> Task goal
In the listing below, count the lines that contain the string "windshield", and state that number without further words.

> Record extracts
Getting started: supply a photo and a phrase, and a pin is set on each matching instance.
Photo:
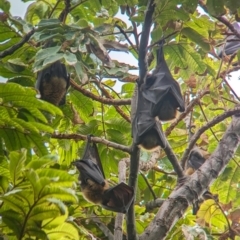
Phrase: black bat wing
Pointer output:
(89, 170)
(143, 122)
(233, 45)
(161, 84)
(118, 198)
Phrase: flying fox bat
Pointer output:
(53, 82)
(233, 45)
(146, 130)
(162, 91)
(195, 160)
(95, 187)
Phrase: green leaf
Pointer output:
(197, 38)
(16, 166)
(215, 7)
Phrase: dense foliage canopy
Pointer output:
(39, 191)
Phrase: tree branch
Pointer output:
(142, 59)
(174, 161)
(15, 47)
(174, 207)
(156, 203)
(133, 179)
(201, 130)
(98, 98)
(190, 106)
(228, 24)
(103, 227)
(76, 136)
(127, 38)
(118, 232)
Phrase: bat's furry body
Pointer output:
(157, 99)
(94, 186)
(53, 82)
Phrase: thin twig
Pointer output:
(149, 186)
(98, 98)
(204, 115)
(156, 203)
(118, 231)
(142, 58)
(187, 110)
(118, 109)
(127, 38)
(201, 130)
(174, 161)
(133, 179)
(102, 226)
(76, 136)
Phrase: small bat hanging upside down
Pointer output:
(162, 91)
(158, 99)
(95, 187)
(53, 82)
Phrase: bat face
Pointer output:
(118, 198)
(146, 130)
(96, 189)
(53, 82)
(163, 91)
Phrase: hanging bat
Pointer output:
(233, 44)
(146, 130)
(95, 187)
(53, 82)
(162, 91)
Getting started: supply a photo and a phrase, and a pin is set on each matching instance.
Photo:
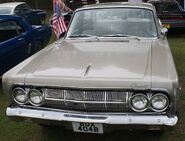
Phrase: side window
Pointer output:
(9, 30)
(21, 9)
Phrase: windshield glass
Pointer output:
(5, 10)
(113, 21)
(166, 7)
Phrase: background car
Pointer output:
(170, 13)
(19, 40)
(33, 16)
(74, 4)
(113, 68)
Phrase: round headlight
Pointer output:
(159, 102)
(35, 97)
(139, 102)
(19, 95)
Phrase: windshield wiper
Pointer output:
(122, 35)
(82, 35)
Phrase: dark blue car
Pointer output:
(19, 40)
(33, 16)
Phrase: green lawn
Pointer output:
(20, 131)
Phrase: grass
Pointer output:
(21, 131)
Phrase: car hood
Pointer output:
(113, 61)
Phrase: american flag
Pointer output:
(58, 23)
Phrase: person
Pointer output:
(63, 7)
(58, 23)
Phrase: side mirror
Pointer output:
(164, 31)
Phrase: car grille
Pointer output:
(87, 100)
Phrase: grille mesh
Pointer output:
(86, 100)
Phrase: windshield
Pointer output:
(167, 7)
(113, 21)
(5, 10)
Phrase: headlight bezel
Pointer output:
(133, 107)
(14, 97)
(34, 103)
(166, 105)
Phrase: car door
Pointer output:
(13, 45)
(29, 14)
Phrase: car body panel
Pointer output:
(73, 71)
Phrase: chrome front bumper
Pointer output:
(117, 119)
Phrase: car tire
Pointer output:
(38, 45)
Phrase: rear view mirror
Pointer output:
(164, 31)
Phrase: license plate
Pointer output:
(166, 25)
(87, 127)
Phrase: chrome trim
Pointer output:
(136, 110)
(24, 91)
(167, 105)
(86, 102)
(31, 102)
(92, 118)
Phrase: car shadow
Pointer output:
(58, 133)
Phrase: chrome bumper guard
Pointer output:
(121, 119)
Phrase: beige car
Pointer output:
(113, 69)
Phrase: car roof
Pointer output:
(119, 4)
(8, 17)
(162, 1)
(11, 4)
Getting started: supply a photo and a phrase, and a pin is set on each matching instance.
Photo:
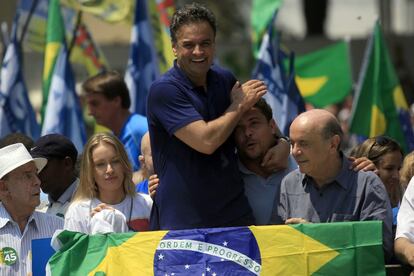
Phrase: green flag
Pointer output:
(374, 110)
(262, 12)
(55, 37)
(324, 76)
(303, 249)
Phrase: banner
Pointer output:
(379, 106)
(63, 113)
(283, 95)
(142, 68)
(303, 249)
(16, 111)
(108, 10)
(324, 76)
(261, 16)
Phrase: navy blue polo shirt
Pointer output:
(196, 190)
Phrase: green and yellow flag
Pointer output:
(161, 12)
(305, 249)
(55, 37)
(262, 12)
(324, 76)
(379, 106)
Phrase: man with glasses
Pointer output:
(324, 188)
(19, 222)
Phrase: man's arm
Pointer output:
(206, 137)
(404, 250)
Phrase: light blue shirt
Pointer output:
(263, 193)
(131, 134)
(39, 226)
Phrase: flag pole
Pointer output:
(75, 30)
(29, 17)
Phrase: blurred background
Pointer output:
(303, 27)
(301, 30)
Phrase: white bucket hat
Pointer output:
(16, 155)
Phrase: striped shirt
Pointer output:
(39, 226)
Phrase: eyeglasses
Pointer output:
(380, 141)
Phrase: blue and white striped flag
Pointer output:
(63, 112)
(283, 95)
(142, 68)
(16, 111)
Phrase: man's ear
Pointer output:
(272, 125)
(4, 191)
(174, 48)
(335, 141)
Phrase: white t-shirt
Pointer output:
(136, 211)
(405, 218)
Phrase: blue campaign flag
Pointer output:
(142, 68)
(63, 112)
(283, 95)
(16, 111)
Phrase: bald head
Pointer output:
(316, 136)
(318, 121)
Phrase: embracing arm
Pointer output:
(206, 137)
(404, 250)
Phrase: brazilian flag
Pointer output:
(324, 76)
(55, 38)
(261, 16)
(347, 248)
(380, 107)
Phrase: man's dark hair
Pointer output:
(191, 13)
(265, 108)
(332, 128)
(17, 137)
(110, 84)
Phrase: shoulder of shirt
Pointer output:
(82, 203)
(48, 217)
(293, 179)
(142, 196)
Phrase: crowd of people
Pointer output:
(208, 154)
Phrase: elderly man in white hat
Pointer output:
(19, 222)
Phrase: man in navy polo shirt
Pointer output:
(192, 111)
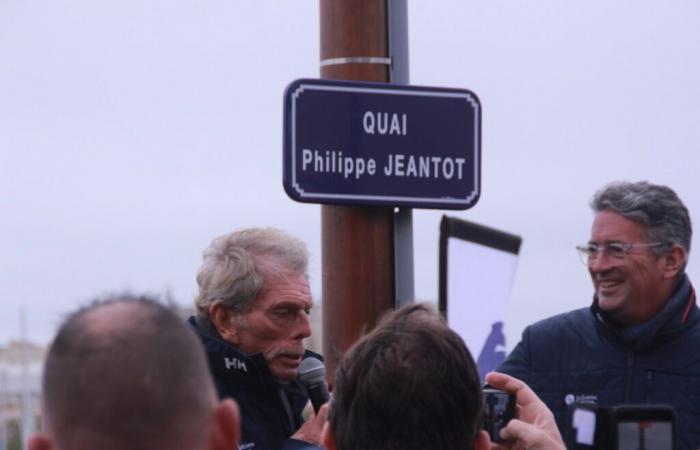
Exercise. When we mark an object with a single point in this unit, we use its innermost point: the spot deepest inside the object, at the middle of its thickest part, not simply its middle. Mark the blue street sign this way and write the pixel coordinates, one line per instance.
(381, 144)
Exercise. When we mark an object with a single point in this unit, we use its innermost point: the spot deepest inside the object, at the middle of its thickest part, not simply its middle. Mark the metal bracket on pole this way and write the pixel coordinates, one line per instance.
(403, 217)
(355, 60)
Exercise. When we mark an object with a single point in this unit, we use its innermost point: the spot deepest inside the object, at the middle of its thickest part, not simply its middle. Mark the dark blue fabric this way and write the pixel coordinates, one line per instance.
(582, 356)
(265, 424)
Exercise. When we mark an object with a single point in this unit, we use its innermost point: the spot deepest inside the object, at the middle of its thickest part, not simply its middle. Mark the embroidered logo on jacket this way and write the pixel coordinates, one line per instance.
(586, 399)
(235, 363)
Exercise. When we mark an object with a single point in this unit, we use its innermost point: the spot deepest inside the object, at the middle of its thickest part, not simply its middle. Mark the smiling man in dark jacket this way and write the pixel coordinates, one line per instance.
(639, 341)
(252, 316)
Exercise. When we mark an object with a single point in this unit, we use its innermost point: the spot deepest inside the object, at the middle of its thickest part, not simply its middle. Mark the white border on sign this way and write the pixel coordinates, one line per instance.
(444, 200)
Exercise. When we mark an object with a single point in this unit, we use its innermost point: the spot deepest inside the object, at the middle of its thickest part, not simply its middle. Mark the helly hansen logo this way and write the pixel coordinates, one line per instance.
(235, 363)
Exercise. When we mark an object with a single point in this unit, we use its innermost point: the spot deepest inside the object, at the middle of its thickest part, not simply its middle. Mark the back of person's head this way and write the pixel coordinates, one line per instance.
(411, 383)
(235, 266)
(655, 206)
(127, 373)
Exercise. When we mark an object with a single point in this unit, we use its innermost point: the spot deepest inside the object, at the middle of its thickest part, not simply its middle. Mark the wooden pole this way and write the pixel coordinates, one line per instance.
(357, 242)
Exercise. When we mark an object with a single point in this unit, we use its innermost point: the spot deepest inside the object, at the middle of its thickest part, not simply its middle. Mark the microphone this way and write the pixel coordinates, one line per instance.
(312, 374)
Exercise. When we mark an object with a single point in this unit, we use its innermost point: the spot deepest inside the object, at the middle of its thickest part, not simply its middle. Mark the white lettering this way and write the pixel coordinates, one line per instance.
(371, 166)
(306, 157)
(448, 169)
(411, 169)
(368, 122)
(382, 128)
(460, 162)
(399, 164)
(235, 363)
(395, 129)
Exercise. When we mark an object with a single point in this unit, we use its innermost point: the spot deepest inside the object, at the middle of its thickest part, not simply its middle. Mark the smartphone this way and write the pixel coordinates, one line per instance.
(499, 409)
(640, 427)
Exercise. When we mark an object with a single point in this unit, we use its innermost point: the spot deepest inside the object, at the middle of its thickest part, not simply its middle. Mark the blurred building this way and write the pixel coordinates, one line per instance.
(21, 366)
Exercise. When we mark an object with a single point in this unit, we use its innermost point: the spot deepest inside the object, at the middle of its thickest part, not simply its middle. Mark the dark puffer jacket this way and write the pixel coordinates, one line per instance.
(581, 356)
(270, 410)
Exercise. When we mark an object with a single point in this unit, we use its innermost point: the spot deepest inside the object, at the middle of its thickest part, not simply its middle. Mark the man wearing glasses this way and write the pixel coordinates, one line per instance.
(639, 342)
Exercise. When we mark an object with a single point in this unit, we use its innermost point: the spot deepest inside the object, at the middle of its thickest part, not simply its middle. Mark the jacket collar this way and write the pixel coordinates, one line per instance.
(227, 362)
(679, 313)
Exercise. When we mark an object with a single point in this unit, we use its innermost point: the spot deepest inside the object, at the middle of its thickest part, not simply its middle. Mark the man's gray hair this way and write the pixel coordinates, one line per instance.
(655, 206)
(236, 264)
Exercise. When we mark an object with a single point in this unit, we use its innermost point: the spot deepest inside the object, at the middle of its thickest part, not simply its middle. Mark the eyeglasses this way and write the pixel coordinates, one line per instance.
(618, 250)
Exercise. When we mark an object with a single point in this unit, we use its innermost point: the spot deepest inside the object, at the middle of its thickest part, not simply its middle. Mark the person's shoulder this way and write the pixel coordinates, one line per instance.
(568, 322)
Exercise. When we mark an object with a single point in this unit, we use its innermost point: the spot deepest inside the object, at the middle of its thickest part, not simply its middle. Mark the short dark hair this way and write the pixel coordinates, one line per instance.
(126, 373)
(655, 206)
(409, 384)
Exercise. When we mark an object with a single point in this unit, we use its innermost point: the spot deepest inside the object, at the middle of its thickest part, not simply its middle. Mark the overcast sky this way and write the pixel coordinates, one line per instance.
(132, 133)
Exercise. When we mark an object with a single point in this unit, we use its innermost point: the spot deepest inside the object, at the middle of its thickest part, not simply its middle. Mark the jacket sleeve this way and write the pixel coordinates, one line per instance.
(518, 363)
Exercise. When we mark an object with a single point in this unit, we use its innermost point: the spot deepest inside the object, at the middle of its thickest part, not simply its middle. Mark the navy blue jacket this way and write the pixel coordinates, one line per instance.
(583, 357)
(270, 410)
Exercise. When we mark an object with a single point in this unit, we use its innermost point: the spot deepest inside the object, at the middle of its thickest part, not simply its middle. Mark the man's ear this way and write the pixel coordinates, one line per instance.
(226, 429)
(225, 322)
(482, 441)
(673, 260)
(39, 441)
(328, 437)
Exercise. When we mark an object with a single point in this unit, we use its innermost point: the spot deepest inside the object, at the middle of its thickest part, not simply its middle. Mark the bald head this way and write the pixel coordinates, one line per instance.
(127, 373)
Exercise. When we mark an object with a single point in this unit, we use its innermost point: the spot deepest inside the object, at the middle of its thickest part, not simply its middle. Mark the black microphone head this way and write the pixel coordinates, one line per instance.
(311, 371)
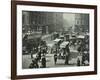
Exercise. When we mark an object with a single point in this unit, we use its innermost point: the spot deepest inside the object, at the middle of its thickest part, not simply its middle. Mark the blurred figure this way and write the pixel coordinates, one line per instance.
(43, 61)
(78, 62)
(34, 64)
(55, 58)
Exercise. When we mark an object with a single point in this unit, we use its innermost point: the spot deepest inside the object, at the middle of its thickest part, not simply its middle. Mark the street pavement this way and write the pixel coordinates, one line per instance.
(26, 60)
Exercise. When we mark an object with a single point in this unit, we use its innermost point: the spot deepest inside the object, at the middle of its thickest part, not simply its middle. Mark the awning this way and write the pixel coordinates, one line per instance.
(81, 37)
(63, 45)
(57, 40)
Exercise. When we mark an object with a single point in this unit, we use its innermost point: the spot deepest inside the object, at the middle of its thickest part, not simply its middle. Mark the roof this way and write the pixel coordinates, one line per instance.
(63, 45)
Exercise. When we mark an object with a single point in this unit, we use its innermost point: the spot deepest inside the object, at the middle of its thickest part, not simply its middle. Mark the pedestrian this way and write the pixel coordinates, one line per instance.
(34, 64)
(78, 62)
(55, 58)
(43, 61)
(66, 58)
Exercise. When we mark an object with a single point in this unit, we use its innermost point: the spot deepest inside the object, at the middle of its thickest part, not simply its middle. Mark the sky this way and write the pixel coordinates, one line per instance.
(69, 20)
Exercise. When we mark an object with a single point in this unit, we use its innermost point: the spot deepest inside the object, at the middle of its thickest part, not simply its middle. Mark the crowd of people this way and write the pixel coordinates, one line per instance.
(41, 50)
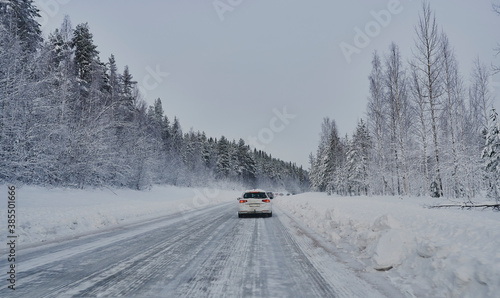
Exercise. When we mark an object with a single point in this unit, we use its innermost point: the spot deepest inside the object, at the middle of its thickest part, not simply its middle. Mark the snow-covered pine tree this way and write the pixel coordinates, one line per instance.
(223, 164)
(19, 18)
(358, 160)
(85, 51)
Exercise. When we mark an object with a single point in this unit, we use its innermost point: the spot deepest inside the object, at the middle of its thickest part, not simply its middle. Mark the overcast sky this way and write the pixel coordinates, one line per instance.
(268, 71)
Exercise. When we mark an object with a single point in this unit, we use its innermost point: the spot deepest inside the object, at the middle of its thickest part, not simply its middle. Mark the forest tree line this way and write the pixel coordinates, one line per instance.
(69, 119)
(427, 132)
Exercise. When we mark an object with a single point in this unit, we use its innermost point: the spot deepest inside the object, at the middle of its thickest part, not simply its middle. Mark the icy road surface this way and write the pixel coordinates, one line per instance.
(204, 253)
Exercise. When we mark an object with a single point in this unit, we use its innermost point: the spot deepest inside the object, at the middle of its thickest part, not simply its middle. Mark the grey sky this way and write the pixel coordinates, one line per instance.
(268, 71)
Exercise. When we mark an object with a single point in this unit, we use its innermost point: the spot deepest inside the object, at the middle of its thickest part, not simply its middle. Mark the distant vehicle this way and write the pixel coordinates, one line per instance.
(255, 202)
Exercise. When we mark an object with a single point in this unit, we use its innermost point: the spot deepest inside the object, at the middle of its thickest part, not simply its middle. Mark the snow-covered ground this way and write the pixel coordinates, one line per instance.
(45, 215)
(425, 252)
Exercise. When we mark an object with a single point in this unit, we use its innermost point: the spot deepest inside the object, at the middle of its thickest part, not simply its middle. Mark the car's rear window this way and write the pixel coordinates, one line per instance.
(254, 195)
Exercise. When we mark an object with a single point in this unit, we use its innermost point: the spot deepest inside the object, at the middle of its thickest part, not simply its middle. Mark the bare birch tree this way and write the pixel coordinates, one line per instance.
(376, 125)
(396, 96)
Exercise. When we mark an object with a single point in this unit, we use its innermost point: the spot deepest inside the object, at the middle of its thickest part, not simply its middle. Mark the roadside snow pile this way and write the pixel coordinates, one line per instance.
(425, 252)
(49, 214)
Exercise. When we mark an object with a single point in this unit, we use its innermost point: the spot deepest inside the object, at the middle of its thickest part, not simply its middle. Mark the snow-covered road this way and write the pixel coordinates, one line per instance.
(203, 253)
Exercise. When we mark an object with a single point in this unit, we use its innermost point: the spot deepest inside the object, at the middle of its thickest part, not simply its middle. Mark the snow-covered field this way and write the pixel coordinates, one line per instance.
(45, 215)
(425, 252)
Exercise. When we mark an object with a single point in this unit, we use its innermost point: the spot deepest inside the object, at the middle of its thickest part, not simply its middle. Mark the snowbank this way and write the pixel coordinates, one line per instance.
(425, 252)
(49, 214)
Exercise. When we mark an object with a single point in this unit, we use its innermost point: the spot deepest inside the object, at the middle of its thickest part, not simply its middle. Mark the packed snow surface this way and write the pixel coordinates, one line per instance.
(425, 252)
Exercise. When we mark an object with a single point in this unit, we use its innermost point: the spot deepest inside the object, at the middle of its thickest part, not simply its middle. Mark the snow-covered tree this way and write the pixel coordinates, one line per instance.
(491, 157)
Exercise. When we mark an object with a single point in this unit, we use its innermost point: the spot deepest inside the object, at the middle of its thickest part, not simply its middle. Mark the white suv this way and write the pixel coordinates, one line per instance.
(255, 202)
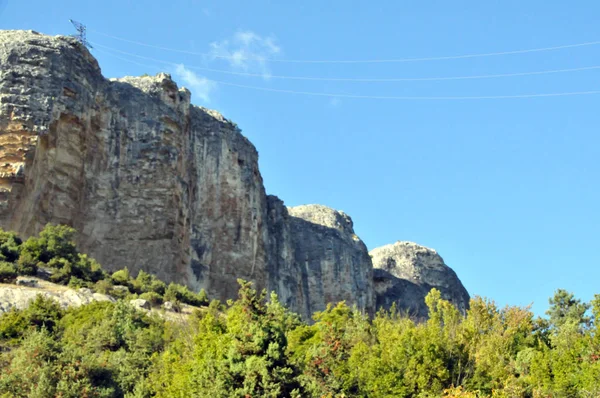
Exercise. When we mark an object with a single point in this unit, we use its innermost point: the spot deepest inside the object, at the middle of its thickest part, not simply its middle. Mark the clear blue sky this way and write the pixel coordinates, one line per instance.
(505, 189)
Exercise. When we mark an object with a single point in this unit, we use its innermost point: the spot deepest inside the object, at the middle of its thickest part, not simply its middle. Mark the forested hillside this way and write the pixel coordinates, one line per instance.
(254, 347)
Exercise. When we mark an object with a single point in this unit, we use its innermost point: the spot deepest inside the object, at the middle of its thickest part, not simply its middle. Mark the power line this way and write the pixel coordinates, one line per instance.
(370, 61)
(369, 80)
(356, 96)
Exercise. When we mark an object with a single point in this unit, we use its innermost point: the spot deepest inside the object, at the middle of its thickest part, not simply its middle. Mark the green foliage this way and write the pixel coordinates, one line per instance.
(176, 292)
(42, 313)
(153, 298)
(564, 308)
(254, 347)
(121, 277)
(9, 246)
(8, 272)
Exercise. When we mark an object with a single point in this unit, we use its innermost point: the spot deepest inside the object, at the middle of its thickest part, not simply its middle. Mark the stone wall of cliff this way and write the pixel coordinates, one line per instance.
(405, 272)
(155, 183)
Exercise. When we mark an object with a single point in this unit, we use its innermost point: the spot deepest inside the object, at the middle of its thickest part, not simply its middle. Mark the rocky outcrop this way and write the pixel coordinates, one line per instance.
(405, 272)
(152, 182)
(19, 296)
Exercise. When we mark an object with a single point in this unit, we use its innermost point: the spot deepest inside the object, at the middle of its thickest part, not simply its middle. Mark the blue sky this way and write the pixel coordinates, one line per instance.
(505, 189)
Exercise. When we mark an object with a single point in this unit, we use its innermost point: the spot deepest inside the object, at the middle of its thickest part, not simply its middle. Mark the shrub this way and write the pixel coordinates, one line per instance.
(27, 264)
(8, 271)
(9, 246)
(42, 313)
(76, 283)
(121, 277)
(104, 286)
(177, 292)
(153, 298)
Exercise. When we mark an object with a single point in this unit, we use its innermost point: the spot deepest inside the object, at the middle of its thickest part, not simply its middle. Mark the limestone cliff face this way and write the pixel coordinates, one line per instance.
(155, 183)
(405, 272)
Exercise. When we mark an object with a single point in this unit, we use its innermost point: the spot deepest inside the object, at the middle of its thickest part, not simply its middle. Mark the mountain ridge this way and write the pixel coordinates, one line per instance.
(155, 183)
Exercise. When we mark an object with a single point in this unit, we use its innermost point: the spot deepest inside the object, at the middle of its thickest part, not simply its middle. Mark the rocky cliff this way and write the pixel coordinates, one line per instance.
(405, 272)
(153, 182)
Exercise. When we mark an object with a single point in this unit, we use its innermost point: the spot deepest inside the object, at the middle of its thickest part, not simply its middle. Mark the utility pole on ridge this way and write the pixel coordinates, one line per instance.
(81, 33)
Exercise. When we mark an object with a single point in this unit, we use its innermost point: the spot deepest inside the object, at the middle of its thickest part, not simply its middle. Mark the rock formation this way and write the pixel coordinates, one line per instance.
(404, 272)
(153, 182)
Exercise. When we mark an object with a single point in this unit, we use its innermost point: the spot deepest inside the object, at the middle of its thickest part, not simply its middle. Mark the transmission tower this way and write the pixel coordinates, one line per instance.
(81, 33)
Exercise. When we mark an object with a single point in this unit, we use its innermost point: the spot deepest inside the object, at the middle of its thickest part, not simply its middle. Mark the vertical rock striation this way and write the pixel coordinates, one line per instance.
(404, 272)
(155, 183)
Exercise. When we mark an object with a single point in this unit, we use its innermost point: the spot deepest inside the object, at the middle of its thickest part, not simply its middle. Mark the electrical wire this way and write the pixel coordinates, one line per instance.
(368, 80)
(372, 61)
(379, 97)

> Solution
3